### Material provided ###

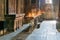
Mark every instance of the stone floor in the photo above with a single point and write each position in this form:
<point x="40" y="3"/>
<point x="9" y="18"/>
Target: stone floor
<point x="47" y="31"/>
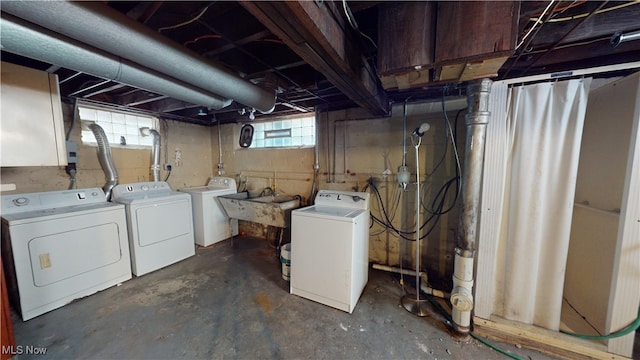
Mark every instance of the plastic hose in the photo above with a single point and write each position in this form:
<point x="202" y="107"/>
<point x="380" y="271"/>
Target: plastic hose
<point x="622" y="332"/>
<point x="485" y="342"/>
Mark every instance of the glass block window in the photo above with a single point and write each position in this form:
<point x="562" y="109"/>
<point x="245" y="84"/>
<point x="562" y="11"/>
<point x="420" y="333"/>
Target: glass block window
<point x="121" y="128"/>
<point x="288" y="133"/>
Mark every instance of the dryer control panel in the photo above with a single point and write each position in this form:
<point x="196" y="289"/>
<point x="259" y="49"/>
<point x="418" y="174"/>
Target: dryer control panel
<point x="346" y="199"/>
<point x="16" y="203"/>
<point x="141" y="189"/>
<point x="221" y="182"/>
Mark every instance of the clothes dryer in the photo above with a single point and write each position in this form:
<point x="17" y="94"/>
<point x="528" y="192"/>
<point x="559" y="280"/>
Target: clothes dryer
<point x="58" y="246"/>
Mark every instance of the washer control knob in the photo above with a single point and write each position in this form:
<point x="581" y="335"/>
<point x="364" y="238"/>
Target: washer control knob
<point x="21" y="201"/>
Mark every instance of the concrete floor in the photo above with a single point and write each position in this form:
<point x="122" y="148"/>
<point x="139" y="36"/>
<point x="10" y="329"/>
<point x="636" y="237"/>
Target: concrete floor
<point x="230" y="301"/>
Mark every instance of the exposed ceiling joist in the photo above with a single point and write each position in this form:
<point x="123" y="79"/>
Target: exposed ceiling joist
<point x="312" y="31"/>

###

Work item: Could you repeat all of the entries exactly, without the pictures?

Task output:
Mark every instance of the stone floor in the photo above with a single point and write each position in this form:
<point x="40" y="3"/>
<point x="9" y="18"/>
Target: stone floor
<point x="47" y="31"/>
Mark every instance of the plastic hose in the photo above with a single point and write each position in this form:
<point x="202" y="107"/>
<point x="380" y="271"/>
Target: plastic hose
<point x="622" y="332"/>
<point x="485" y="342"/>
Mark every instance of the glass block window in the photo above with a single point and write each position in this form:
<point x="562" y="109"/>
<point x="245" y="84"/>
<point x="562" y="11"/>
<point x="420" y="333"/>
Target: glass block window
<point x="121" y="128"/>
<point x="288" y="133"/>
Mark every instance of the dryer control panel in the photo above with a single point and write each position in this form:
<point x="196" y="289"/>
<point x="259" y="49"/>
<point x="418" y="174"/>
Target: dryer control panel
<point x="346" y="199"/>
<point x="16" y="203"/>
<point x="141" y="189"/>
<point x="221" y="182"/>
Mark every instance of the clothes dryer in the photo above with a single point and write each position in this form:
<point x="17" y="94"/>
<point x="528" y="192"/>
<point x="559" y="280"/>
Target: clothes dryer
<point x="58" y="246"/>
Mark every instance of the washer control knob in the photo above with a single point and write each position in this form:
<point x="581" y="335"/>
<point x="364" y="238"/>
Target: washer control knob
<point x="21" y="201"/>
Mark every instance of the concrete floor in the photo above with a single point and write each position in this form:
<point x="122" y="148"/>
<point x="139" y="36"/>
<point x="10" y="329"/>
<point x="636" y="237"/>
Target: concrete floor
<point x="230" y="301"/>
Mark every instance of the exposed ceiling joist in the photo above with a single point and write each position in this form:
<point x="123" y="79"/>
Target: exposed ceiling joist
<point x="312" y="31"/>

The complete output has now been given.